**Problem**
Transcribe the records that follow. Keep every word exactly, and drop the pictures.

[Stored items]
BEGIN

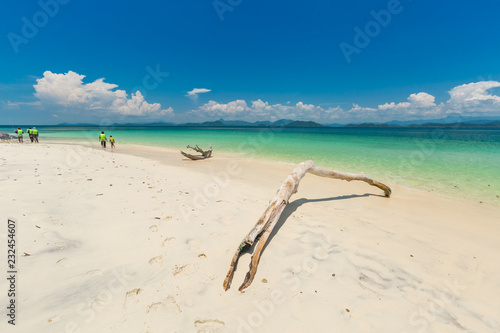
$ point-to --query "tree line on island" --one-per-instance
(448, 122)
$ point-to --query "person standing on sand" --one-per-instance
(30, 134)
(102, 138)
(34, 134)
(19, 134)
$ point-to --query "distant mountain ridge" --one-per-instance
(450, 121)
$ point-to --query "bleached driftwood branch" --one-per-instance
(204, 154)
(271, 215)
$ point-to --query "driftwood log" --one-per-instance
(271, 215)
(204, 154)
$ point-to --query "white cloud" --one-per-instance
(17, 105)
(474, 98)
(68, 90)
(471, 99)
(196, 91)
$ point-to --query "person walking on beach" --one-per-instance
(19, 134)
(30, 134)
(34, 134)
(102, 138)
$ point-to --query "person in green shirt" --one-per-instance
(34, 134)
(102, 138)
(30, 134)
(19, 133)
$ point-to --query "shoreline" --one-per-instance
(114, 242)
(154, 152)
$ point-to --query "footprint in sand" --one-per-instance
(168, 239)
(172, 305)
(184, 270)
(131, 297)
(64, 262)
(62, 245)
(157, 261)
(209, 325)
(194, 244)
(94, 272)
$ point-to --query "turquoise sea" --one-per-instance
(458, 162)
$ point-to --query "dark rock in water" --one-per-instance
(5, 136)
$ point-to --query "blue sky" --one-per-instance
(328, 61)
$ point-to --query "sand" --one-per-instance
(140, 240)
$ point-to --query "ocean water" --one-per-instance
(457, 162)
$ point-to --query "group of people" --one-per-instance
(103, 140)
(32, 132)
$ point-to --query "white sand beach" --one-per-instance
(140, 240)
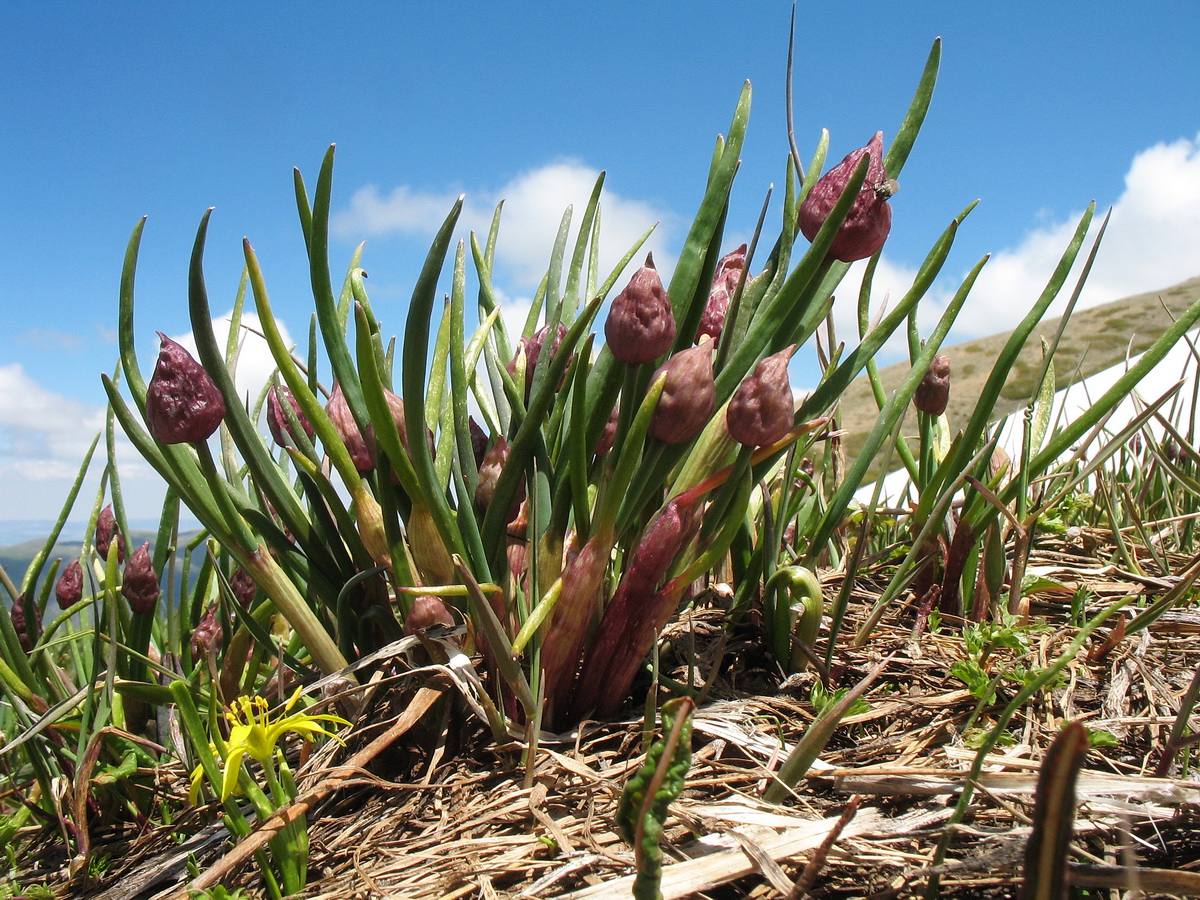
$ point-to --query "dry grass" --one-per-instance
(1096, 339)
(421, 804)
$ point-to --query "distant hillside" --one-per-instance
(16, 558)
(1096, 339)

END

**Task result**
$ point-to --query "tree line on island" --one-per-instance
(448, 122)
$ point-to --query "person standing on sand" --one-per-instance
(30, 134)
(102, 138)
(34, 134)
(19, 134)
$ point-to --query "distant mountain ridge" --one-per-instance
(450, 121)
$ point-to --query "bleached driftwood branch" --one-per-instance
(204, 154)
(271, 215)
$ point-to --query "driftwood log" --one-per-instance
(271, 215)
(204, 154)
$ point-to --query "white cloud" --one-per-instance
(17, 105)
(474, 98)
(68, 90)
(471, 99)
(196, 91)
$ point-to --query "person walking on beach" --one-per-instance
(19, 134)
(30, 134)
(34, 134)
(102, 138)
$ point-to --query "person in green shirt" --one-per-instance
(34, 134)
(102, 138)
(30, 134)
(19, 133)
$ point-to --query "shoreline" --one-per-instance
(114, 242)
(154, 152)
$ point-to --query "footprint in sand" --one-per-instance
(168, 239)
(172, 305)
(184, 270)
(131, 297)
(64, 262)
(62, 245)
(157, 261)
(209, 325)
(194, 244)
(94, 272)
$ point-to --query "turquoise sea" --one-per-instance
(458, 162)
$ point-to --query "dark rock in water" --one-per-instance
(5, 136)
$ point-to --query "blue sky" --one-per-instance
(328, 61)
$ point-to --query "sand" --one-per-instance
(140, 240)
$ point-to --query "ocean water" --one-per-instance
(457, 162)
$ point-to --query "group of people" --one-per-instance
(103, 140)
(32, 132)
$ point-to --query "white sand beach" --one-per-instance
(140, 240)
$ point-to --query "dry grass" --one-per-instance
(1096, 339)
(421, 804)
$ point-to --query "distant hillside" --one-per-instance
(16, 558)
(1096, 339)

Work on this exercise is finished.